::: Data section

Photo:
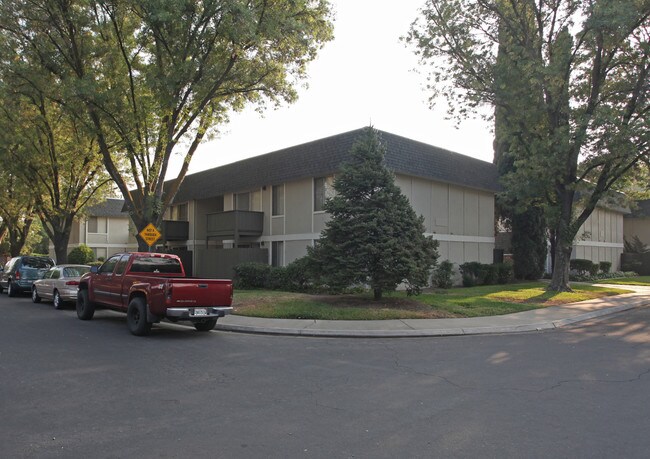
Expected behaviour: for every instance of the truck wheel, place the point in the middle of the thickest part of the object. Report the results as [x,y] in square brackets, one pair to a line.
[56,301]
[85,308]
[205,326]
[136,317]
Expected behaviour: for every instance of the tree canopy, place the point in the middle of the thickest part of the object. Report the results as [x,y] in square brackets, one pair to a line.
[577,111]
[156,77]
[373,236]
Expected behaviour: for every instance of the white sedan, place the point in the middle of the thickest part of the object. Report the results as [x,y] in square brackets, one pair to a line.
[59,284]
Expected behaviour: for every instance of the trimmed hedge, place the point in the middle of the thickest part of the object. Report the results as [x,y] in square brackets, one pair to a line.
[295,277]
[582,267]
[475,273]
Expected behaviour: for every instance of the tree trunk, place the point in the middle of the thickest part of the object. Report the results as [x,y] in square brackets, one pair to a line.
[560,280]
[61,247]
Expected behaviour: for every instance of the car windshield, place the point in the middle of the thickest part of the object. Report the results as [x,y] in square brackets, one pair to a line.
[37,263]
[76,271]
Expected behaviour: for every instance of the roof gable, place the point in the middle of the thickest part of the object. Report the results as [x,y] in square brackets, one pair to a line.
[324,157]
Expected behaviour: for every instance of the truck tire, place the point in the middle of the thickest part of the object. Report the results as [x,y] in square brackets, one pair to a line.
[136,317]
[85,307]
[205,326]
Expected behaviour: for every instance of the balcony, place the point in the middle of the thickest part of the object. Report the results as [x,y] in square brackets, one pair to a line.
[173,230]
[234,224]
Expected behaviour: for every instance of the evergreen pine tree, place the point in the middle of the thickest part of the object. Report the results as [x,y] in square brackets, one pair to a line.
[374,236]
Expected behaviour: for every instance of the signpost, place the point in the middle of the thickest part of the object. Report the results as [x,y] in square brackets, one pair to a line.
[150,235]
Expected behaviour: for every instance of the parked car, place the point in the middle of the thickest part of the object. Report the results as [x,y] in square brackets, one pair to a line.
[59,284]
[20,272]
[150,287]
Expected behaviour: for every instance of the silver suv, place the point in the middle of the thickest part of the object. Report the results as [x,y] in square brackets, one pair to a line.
[20,272]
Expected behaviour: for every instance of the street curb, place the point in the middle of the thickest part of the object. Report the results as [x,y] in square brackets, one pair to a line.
[423,333]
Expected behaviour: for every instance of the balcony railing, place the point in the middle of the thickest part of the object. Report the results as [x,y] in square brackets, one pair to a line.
[235,223]
[173,230]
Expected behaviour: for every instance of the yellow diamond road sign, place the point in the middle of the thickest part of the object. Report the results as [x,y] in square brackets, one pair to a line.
[150,234]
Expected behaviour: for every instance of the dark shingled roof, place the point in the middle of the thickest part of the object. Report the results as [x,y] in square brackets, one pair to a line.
[323,157]
[641,210]
[112,207]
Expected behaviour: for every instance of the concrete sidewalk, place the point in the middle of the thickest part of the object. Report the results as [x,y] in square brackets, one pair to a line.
[534,320]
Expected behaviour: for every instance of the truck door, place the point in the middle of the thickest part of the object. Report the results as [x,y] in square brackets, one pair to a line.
[103,282]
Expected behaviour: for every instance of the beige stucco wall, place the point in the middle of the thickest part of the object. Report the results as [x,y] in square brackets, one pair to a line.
[298,206]
[118,238]
[600,238]
[461,219]
[639,227]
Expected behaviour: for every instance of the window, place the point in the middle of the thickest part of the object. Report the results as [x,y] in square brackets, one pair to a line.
[242,201]
[218,204]
[107,267]
[97,225]
[277,200]
[76,271]
[121,265]
[156,265]
[277,253]
[179,212]
[322,191]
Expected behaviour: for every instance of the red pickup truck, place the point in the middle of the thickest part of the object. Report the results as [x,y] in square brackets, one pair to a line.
[150,287]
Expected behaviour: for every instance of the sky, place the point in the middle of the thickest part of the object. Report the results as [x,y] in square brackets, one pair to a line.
[366,75]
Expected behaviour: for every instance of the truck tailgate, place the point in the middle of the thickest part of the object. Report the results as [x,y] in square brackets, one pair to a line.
[199,292]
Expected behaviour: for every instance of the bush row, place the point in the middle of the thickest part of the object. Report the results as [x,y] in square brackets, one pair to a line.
[475,273]
[291,278]
[601,275]
[583,267]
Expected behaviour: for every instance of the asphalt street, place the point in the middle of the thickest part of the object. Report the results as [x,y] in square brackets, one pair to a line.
[90,389]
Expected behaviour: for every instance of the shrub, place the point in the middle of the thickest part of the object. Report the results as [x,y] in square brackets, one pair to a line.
[277,278]
[475,273]
[582,266]
[81,255]
[472,273]
[490,274]
[442,274]
[605,266]
[251,275]
[299,275]
[504,273]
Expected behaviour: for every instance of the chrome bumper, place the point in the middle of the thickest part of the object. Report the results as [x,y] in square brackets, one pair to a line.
[188,313]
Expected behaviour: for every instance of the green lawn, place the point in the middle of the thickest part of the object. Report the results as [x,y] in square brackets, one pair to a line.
[640,280]
[456,302]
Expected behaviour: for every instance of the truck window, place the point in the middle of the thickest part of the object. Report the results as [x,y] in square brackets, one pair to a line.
[109,265]
[121,265]
[156,265]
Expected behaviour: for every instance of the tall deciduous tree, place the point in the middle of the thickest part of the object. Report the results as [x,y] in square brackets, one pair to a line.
[156,77]
[16,212]
[54,154]
[584,122]
[374,236]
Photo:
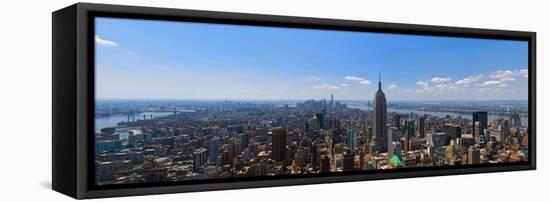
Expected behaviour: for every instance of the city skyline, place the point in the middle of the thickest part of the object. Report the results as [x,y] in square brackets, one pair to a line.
[166,61]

::::::

Exercise directions: Copy all of the items above word for word, and leave the pictures out of your copy.

Exercise result:
Photo:
Expected behaviour: for every instance of the truck wheel, place the point in the middle of the thickest part of the object. Report the results as [x,y] in square brackets, one pair to a line.
[56,301]
[85,308]
[205,326]
[136,317]
Expected behaviour: for every instance of the tree canopy, place the point in the middle of the thickest part of the object. Report the results as [x,y] in square brackets, one pair to a line.
[577,111]
[156,77]
[373,236]
Expected behaviour: for every instance of the white sedan, place the point in the middle of the thickest part of the object. Report the results as [x,y] in square brackets, one pair to a line.
[59,284]
Expected behaviour: for every instance of the trimmed hedge, place the point in the middle of the thickest part of the object. Report the results as [x,y] in square brackets, one pair to a line.
[295,277]
[582,267]
[475,273]
Expected behaviour: for every instance of the tree trunk, place the point in the middle of the thickest part of the object. Report the results as [x,y] in square brackets, one pair to a line.
[560,280]
[61,247]
Expected behaviour: for every instance of the car windshield, place the point in the middle of the thickest part of the object. Report the results as [x,y] in square brackets, one pair to a line.
[37,263]
[76,271]
Expected behaviour: for every instance of the roof gable, place the point in the middle of the thickest part of the object. Report the results as [x,y] in square brackets, one pair to a line.
[324,157]
Expected behaviour: for every instance of the truck tire, place the point in the middle of the thickest part of the object. Report the results as [x,y] in square brackets, one pair to a line.
[136,317]
[85,307]
[205,326]
Expected behaviour: for every instance of the balcony, place the point in the middle of the thickest part of the object. Report the results as [x,y] in square brackets, one pair to a line.
[173,230]
[234,224]
Expected behaviour: for every instance of the evergreen pine tree, place the point in the middle of the thickest part of the object. Report the results as [x,y] in square brackets, one pair to a line.
[374,236]
Expected behaviour: for every instance of the signpost, place the point in the middle of the thickest part of the object. Report the results as [x,y] in square brackets, one pair to a line.
[150,235]
Expected behaviour: for every instance of the parked car, place the point in the middle of the thickest part of the object. Report the results as [x,y] in square brackets, one pair to a line.
[59,284]
[20,272]
[150,287]
Expected behaviour: for every instance of the silver suv, place the point in the middle of the thickest part of the object. Report the results as [x,y] in square brackets, one pair to a line.
[20,272]
Expected behaviour: for every instance of the street curb, place the point in the middle of the thickest part of the object. Report the results as [x,y] in square brackets, one pair to a line.
[423,333]
Expected behaviour: for every instance of the balcony railing, place the point in the middle of the thickest part of the object. Report the results as [x,y] in square brackets, one pair to a line.
[235,223]
[173,230]
Expected behaviour: for every instance of the yellow diamond road sign, place the point in the middle of the thickest part of the object. Report the results as [x,y] in square brackets, one pair to a line.
[150,234]
Expected behaviour: for every instance of the dark shingled roof, place the point in the middle of the thickest part of the object. Report the results as [x,y] in square brackets, one pair to a line.
[323,157]
[641,210]
[112,207]
Expected behaviour: for every instance of the concrete sidewalk, place the point in the middle of the thickest part of the object. Report the results as [x,y] in square brackets, one pair to a line.
[534,320]
Expected behaviour: for every instance of the truck door, place the point in the middle of the thickest part of the object. Report the results as [x,y] in square brackets, one pair to a line.
[103,282]
Expected behaviour: for every instance of the beige stucco wall, place the point in the middle of the thickest part of the object. Report the results as [x,y] in square brackets, one pair to a line.
[298,206]
[118,238]
[600,238]
[461,219]
[639,227]
Expected behaviour: for every instance of the window, place the point in the middle of the thickest part of the object. Report the results as [x,y] in square brackets, one pair to a line.
[242,201]
[218,204]
[107,267]
[97,225]
[277,200]
[76,271]
[121,265]
[156,265]
[277,253]
[179,212]
[322,191]
Expected behaviour: for every instance of the red pickup truck, place the point in the middle of the thickest part of the object. Report the results as [x,y] in square brackets, one pair to a line.
[150,287]
Expected behaviour: for every instance of the sky, place the point in the middle of the thickest part of the object. Report the results as [x,y] in square brackets, one pair to a line.
[366,75]
Expected behaviour: for every instance of the truck tailgate, place the point in the middle of the thickest part of the object. Report the results as [x,y] in square brackets, one pair to a line.
[199,292]
Expected behaviour: for every instance of the bush row, place the point in the middle of the thickest part of the object. Report the results as [x,y] in square brackets, one pair to a line.
[475,273]
[291,278]
[601,275]
[583,267]
Expected behaviour: for every instance of the asphalt street, place the point in the middle of the thickest part of the object. Report the results as [x,y] in square brackets, one pair to a line.
[90,389]
Expected behaviour: for every instance of the shrub, place the point in the middle of the thickest part of the object. Report the results as [x,y] in square brackets, one pair to a line.
[277,278]
[475,273]
[582,266]
[81,255]
[472,273]
[490,274]
[442,274]
[605,266]
[251,275]
[299,275]
[504,273]
Expected behaviour: for every instance of the chrome bumper, place the point in the middle of the thickest part of the object. Report the results as [x,y] in square brackets, one pair to a line.
[188,313]
Expected behaviour: for every instance of the green lawn, place the point in the middle of the thickest part of the object. Report the results as [x,y] in square brackets, one pair to a line.
[640,280]
[456,302]
Expected behaviour: for every instance of the truck window, place the point in the middle of the thickest part of the object. Report the results as [x,y] in square brackets, one pair to a line.
[109,265]
[121,265]
[156,265]
Expected behaviour: for every instance of the tall deciduous tree, place the point in the middle of the thickest part of the object. Report the results as [x,y] in square brackets, one pair to a line.
[156,77]
[16,212]
[54,154]
[584,122]
[374,236]
Photo:
Expected behaviour: for every instance of the city skyline, place the point in the middle of the thickest part of the object. Report the results as [x,y] in square brackets, one pair to a line.
[166,61]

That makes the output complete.